EXERCISE GOAL
Reproduce the rows below word for word, starting at the line that contains "Phrase -- snow-covered field" and ending with the final line of the rows.

DATA ROWS
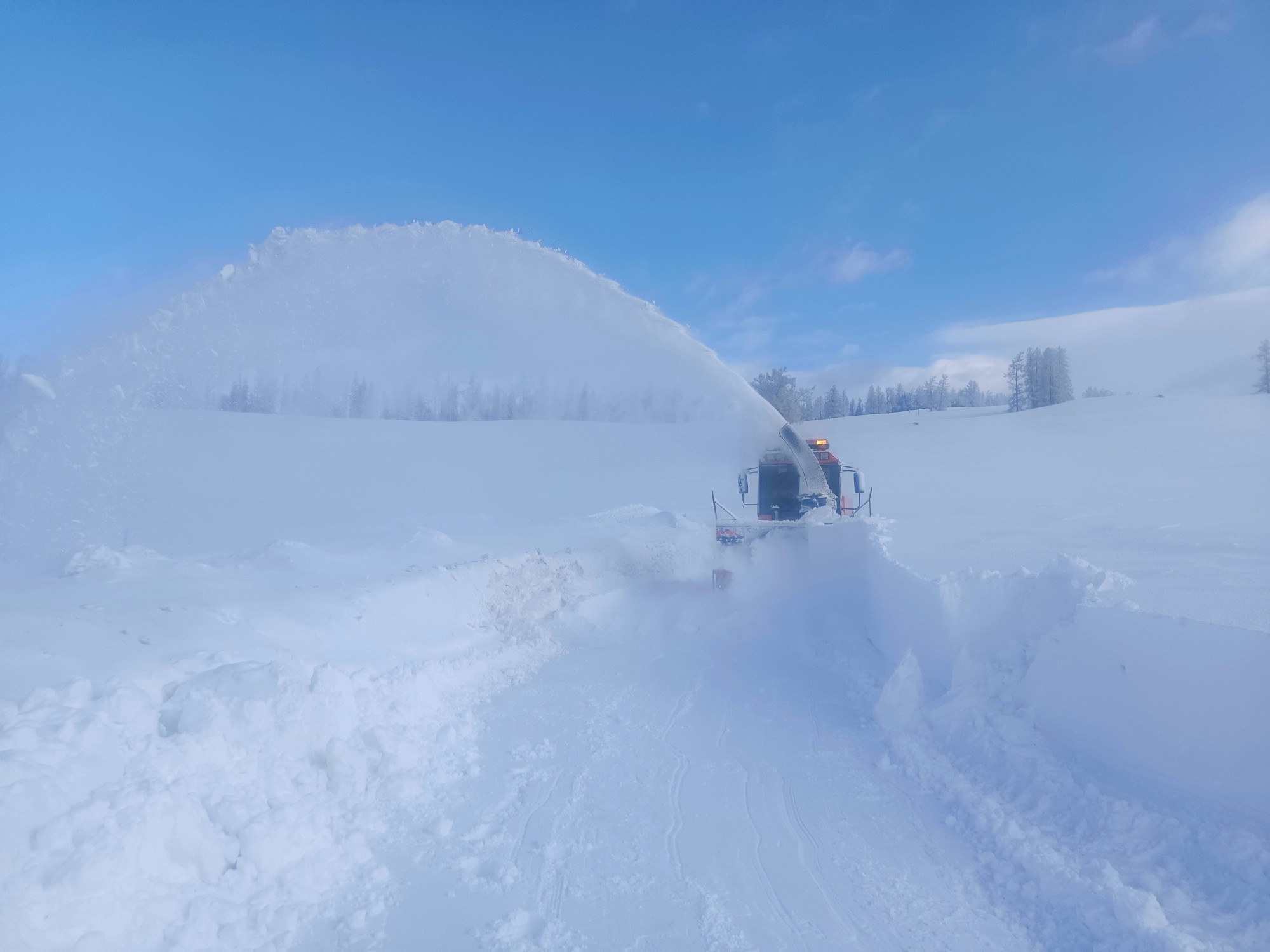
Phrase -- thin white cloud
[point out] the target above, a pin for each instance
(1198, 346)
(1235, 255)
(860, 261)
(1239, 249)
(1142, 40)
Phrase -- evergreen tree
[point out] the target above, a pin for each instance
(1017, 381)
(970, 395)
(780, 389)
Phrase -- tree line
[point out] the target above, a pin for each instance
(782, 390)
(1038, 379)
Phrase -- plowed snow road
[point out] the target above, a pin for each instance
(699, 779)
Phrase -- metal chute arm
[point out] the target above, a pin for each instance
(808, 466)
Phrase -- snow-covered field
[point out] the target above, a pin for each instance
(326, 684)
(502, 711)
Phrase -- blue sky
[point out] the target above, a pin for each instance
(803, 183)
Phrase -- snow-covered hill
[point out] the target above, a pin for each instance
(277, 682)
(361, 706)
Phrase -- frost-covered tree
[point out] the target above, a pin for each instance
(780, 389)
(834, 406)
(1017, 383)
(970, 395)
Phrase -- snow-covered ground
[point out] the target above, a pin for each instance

RESPONSE TO THE TASK
Phrase -- snow-covered field
[point out] the target above, a pin for each instance
(326, 684)
(502, 711)
Phrase -- blue sky
[point out] the target above, a pin for each instance
(803, 183)
Phrase -- snow-covered hill
[point out] the target above, a pin for each instance
(277, 682)
(361, 706)
Phrase -- frost-covered tree
[point out] the target above, a pin for each instance
(780, 389)
(834, 406)
(1017, 383)
(970, 395)
Phrase -- snow-covered ground
[point out] the target above, a pin for each instance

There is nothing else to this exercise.